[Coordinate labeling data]
━━━

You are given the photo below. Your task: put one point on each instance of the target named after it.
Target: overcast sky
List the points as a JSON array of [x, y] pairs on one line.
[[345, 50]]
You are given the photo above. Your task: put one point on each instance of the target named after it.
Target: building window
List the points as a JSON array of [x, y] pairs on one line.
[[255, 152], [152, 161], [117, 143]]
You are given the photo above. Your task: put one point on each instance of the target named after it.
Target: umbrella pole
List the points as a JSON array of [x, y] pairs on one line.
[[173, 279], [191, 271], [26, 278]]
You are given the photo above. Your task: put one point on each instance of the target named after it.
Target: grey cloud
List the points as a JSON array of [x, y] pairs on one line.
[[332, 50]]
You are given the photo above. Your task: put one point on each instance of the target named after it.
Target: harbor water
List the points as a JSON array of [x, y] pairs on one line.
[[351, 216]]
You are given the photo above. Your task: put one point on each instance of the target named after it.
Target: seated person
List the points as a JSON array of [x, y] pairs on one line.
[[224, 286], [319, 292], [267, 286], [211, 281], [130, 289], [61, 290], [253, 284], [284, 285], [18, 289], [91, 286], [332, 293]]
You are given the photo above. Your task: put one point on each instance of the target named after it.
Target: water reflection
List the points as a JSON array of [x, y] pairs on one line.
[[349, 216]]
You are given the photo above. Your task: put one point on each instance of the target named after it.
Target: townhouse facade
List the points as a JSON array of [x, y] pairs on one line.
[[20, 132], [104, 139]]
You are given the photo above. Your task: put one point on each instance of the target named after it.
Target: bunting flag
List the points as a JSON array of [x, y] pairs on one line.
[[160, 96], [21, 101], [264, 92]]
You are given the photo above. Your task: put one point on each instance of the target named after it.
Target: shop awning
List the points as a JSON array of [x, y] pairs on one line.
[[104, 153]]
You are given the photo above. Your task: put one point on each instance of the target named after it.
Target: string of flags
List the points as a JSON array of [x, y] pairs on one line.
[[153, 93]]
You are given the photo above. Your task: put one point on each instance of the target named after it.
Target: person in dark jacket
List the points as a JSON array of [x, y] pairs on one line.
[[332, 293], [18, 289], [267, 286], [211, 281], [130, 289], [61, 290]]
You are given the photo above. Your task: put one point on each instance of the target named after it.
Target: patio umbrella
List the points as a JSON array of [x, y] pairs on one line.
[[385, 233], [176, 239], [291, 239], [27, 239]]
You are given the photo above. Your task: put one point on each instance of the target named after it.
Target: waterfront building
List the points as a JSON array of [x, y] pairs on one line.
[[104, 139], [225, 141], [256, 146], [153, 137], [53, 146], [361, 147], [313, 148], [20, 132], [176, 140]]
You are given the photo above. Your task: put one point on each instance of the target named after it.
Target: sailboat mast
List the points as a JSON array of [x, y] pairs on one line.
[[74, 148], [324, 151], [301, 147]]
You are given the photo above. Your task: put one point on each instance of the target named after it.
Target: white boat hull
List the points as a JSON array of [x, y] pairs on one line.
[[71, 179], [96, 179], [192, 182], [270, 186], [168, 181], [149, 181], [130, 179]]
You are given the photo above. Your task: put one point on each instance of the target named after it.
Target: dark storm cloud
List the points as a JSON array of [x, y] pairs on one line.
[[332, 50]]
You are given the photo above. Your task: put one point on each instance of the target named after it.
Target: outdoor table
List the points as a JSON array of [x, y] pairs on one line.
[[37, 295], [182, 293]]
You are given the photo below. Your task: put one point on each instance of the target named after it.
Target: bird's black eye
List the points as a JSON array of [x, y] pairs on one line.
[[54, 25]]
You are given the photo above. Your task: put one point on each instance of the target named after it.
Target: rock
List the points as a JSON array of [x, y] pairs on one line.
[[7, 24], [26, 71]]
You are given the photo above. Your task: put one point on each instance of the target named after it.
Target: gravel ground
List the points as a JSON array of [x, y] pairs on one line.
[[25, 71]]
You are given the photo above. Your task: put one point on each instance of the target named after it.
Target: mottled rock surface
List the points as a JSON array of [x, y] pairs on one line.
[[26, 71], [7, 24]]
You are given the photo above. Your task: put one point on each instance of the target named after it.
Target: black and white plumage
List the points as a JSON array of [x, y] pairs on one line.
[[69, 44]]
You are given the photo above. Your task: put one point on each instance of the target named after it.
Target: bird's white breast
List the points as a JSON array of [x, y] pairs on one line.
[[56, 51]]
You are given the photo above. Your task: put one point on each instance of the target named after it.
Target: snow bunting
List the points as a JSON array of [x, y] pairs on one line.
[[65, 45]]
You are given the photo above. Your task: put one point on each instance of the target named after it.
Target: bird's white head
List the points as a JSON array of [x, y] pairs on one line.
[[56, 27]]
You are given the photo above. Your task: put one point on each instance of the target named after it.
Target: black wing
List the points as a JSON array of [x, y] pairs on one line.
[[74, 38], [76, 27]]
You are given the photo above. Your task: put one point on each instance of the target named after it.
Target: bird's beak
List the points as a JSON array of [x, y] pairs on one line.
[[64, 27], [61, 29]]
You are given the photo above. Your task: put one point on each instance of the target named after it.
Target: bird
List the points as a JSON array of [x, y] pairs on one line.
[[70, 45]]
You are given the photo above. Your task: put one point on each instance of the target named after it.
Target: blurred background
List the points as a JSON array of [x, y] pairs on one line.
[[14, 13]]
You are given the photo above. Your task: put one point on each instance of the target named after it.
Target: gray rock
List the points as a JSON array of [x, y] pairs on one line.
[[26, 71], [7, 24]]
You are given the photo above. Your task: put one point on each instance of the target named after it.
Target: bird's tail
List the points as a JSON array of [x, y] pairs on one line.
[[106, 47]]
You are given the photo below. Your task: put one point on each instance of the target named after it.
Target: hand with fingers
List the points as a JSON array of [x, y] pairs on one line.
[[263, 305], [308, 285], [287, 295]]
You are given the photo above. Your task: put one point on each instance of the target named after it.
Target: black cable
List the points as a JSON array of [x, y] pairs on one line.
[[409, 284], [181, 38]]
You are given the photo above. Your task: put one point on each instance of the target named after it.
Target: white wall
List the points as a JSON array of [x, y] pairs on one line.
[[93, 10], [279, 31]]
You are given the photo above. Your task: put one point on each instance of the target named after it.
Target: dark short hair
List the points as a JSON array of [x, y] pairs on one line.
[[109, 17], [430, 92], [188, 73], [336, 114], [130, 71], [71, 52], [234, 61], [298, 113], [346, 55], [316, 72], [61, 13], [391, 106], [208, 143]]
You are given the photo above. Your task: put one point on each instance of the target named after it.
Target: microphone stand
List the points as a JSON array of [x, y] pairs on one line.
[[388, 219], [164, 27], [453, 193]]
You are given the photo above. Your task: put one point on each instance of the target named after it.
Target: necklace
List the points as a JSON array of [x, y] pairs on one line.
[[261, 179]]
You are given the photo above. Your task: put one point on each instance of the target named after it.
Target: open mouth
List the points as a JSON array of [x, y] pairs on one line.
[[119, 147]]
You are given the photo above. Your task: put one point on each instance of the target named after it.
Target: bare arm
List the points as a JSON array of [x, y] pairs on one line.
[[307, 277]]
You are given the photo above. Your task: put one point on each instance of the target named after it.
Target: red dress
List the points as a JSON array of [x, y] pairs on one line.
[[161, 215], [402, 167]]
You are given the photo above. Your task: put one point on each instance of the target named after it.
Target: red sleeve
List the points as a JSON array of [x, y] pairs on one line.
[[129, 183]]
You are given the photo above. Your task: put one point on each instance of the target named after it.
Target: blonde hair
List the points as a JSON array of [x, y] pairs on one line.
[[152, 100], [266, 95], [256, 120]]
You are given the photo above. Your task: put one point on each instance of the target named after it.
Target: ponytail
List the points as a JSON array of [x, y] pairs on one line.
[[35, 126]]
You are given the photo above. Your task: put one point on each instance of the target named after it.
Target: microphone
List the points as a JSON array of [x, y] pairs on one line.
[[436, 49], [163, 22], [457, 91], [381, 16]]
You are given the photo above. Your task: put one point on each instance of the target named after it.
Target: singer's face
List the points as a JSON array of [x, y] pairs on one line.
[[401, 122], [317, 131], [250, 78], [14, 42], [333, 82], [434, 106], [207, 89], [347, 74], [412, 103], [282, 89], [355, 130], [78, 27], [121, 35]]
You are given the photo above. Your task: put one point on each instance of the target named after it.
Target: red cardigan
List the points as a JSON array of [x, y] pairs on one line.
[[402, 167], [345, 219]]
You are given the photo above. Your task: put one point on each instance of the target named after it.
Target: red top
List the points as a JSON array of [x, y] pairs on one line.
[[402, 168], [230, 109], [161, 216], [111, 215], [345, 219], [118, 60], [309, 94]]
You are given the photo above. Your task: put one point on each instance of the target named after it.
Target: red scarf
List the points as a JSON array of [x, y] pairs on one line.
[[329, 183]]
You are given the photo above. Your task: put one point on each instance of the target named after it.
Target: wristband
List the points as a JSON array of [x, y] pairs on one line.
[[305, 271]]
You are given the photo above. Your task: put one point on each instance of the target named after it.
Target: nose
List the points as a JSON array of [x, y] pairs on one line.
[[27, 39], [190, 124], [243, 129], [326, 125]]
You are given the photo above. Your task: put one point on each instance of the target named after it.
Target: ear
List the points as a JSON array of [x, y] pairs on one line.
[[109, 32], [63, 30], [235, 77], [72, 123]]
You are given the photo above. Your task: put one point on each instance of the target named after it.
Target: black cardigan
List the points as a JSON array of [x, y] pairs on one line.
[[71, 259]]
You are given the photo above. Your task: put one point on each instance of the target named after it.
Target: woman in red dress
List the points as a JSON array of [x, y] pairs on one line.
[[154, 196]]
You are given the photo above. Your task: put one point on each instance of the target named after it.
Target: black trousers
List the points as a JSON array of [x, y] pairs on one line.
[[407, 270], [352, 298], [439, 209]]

━━━

INSTRUCTIONS TO FOLLOW
Which lines in the rows above contain the word "black", with its capitalization matching? Copy out each of those lines in full.

WRITTEN REPLY
Target: bird's black eye
Target: black and white plumage
Target: black wing
Target: black cable
Target: black cardigan
Target: black trousers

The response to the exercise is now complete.